_Extract provided_:
** START **

ENTERED THE DARK SIDE

now back to the mods lets come up with something in avatar to identify 
we have been converted to salt from freshwater , where its a saying or a cartoon icon ... we are all names here would be great if we had some sort of way of identifying each other as we stand next to a fish tank in a local fish store then getting online and saying "that was you " damn I wish I had of known ...

I am a saltaholic and have been converted ............


----------



## Crayon (Apr 13, 2014)

24 years ago, we were dead broke, a one year old in a stroller with a second baby on the way. We struggled to make mortgage payments, both of us self employed. One day we went out shopping with 600.00 to buy a chest freezer. Came home with a salt water set up, no freezer.
That was back when you had to build your own metal halide, there was no such thing as a sump, and all tanks were bare bottom. The tank was constantly full of cyano and it lasted two years before we tore it down, just couldn't stand how poorly everything thrived and with 2 small kids it was impossible to maintain.
Kept a small FW 20 gallon with a betta and other easy fish as our kids grew.
When our daughter was 12 we set up a 125 Cichlid tank in her room. How easy are cichlids compared to salt!
When our son was 14 he wanted a predator tank so we set up a 55 gallon with a clown trigger, puffer, eel and lion fish. This ran for years off a horrible TOM's filter, which was fine until the clown ate through the power cord and fried himself, the eel ate the puffer by mistake one day and the lion got too big and was rehomed. Eel got sent back to LFS after eating the puffer.
When the kids left home, the ciclid tank was given away in favour of a 5 gallon sw nano tank, and the 55 was converted to a holding tank for a dime sized blue tang and 2 teeny tiny black clown fish while we set up our ultimate salt system.
3 years later, we now have a 175 with the tang and clowns still there, although much larger, as well as a 30 gallon micro reef for micro fish, a 30 gallon cold water tank still waiting for fish, and our 5 gallon nano tank with 2 clowns in my shop.
All tanks combined don't equal the issues and headaches of our first salt tank 24 years ago. However, in comparison still, the freshwater tanks are a walk in the park.


----------



## silent1mezzo (Jun 24, 2014)

1. How long you had a freshwater aquarium
2. What fish and plants you have had
3. What sized aquariums did you have
4. Why did you make the switch?

1. On and off for most of my life.
2. I've had guppies, betas, red belly piranhas, cichlids and most recently discuss and community fish.
3. I've had a 5g (beta), 10g (pea puffer / guppies / blue rams), 40g (setting up as a SW tank right now), 46g (cichlids / discus / community fish), and a 75g (cichlids / piranhas).
4. I wanted a tank at work, I've never done saltwater before so I thought I'd give it a try. Found a 10g half moon tank online, did months and month of research. Everything's been going well since August.

My advice to anyone getting into saltwater is don't be afraid of having nano saltwater tanks, just do your research and be diligent with what you put in and what you take out.


----------



## altcharacter (Jan 10, 2011)

1. How long you had a freshwater aquarium?

** END **

_Written instruction 1_:
Please update the entries from the line containing "Pop quiz! Can you mark the hillside" through the line containing "[38,28,141,62]", both included, so that "white cloud" becomes "storm cloud" and nothing else changes. Return only those lines.

_Exercise materials_:

** START **

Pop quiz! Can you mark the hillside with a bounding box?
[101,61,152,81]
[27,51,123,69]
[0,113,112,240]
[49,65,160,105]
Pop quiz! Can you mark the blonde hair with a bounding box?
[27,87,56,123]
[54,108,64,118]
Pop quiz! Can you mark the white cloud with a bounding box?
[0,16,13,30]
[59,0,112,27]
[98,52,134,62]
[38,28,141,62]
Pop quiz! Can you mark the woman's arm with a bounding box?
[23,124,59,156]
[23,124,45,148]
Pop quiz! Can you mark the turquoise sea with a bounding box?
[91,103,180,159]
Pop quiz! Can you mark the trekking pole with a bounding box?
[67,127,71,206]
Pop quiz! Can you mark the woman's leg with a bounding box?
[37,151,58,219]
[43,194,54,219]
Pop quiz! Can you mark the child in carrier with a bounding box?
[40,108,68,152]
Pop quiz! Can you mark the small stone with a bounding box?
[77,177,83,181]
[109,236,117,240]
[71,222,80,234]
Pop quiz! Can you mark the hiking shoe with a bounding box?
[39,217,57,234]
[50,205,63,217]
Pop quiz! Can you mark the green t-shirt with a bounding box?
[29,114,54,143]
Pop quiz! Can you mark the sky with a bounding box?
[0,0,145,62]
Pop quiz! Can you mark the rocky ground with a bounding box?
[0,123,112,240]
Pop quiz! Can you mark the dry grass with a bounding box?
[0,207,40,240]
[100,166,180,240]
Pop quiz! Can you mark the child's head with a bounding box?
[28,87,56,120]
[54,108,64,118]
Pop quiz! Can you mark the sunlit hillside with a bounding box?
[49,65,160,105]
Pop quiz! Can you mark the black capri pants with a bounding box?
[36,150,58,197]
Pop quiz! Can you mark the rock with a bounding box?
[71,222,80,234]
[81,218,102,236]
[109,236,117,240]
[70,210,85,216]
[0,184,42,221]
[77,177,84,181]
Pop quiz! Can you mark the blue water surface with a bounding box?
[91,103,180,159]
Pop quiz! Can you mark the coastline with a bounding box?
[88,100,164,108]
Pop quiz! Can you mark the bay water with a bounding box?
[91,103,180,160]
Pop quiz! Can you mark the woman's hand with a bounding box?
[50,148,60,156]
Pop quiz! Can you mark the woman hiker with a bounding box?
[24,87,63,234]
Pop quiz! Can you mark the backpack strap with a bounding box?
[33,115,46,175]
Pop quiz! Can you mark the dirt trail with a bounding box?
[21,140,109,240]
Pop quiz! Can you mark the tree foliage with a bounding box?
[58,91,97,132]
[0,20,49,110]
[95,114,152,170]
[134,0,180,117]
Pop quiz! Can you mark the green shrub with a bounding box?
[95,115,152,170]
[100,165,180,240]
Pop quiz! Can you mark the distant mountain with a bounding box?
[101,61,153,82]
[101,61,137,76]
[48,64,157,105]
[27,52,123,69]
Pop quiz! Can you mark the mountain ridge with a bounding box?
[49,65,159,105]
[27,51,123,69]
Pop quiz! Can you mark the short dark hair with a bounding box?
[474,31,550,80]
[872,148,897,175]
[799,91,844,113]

** END **
** START **

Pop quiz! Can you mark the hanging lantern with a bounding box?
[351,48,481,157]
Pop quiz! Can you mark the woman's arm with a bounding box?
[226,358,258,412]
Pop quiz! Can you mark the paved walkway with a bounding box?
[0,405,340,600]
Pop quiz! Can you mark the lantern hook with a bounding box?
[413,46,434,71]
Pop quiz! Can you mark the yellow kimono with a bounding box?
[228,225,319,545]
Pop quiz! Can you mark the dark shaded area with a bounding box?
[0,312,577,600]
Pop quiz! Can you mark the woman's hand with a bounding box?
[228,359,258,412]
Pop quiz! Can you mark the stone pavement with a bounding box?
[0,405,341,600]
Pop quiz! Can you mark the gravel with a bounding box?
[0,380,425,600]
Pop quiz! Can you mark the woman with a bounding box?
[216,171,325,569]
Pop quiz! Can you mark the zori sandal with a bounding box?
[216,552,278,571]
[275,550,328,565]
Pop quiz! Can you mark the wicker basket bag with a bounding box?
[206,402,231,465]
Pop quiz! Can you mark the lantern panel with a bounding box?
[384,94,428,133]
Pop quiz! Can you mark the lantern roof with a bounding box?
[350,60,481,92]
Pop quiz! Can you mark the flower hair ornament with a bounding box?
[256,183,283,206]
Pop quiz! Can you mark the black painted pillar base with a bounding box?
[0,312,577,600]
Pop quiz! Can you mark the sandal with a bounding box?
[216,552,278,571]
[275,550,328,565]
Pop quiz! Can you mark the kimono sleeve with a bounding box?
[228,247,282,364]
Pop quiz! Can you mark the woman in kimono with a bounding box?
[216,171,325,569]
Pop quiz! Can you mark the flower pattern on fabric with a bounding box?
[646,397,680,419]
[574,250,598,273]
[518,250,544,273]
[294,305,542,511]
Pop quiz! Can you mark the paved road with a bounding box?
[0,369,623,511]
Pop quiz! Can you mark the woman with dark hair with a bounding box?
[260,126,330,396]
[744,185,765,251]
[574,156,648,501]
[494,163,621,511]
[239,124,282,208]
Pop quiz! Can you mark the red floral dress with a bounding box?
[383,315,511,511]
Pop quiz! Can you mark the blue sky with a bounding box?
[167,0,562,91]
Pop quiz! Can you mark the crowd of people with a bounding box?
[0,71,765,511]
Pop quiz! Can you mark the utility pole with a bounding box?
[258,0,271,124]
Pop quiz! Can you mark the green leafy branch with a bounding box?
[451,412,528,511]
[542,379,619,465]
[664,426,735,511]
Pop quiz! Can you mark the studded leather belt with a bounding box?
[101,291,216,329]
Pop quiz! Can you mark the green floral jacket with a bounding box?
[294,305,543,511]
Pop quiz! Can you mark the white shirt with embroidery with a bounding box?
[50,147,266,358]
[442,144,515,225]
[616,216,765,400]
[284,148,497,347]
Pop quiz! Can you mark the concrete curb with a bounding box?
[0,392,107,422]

** END **

_Written instruction 2_:
Repeat the part of the aquarium forum thread between "3 years later, we" and "make the switch?", inclusive, word for word.

_Response 1_:
Pop quiz! Can you mark the hillside with a bounding box?
[101,61,152,81]
[27,51,123,69]
[0,113,112,240]
[49,65,160,105]
Pop quiz! Can you mark the blonde hair with a bounding box?
[27,87,56,123]
[54,108,64,118]
Pop quiz! Can you mark the storm cloud with a bounding box?
[0,16,13,30]
[59,0,112,27]
[98,52,134,62]
[38,28,141,62]

_Response 2_:
3 years later, we now have a 175 with the tang and clowns still there, although much larger, as well as a 30 gallon micro reef for micro fish, a 30 gallon cold water tank still waiting for fish, and our 5 gallon nano tank with 2 clowns in my shop.
All tanks combined don't equal the issues and headaches of our first salt tank 24 years ago. However, in comparison still, the freshwater tanks are a walk in the park.


----------



## silent1mezzo (Jun 24, 2014)

1. How long you had a freshwater aquarium
2. What fish and plants you have had
3. What sized aquariums did you have
4. Why did you make the switch?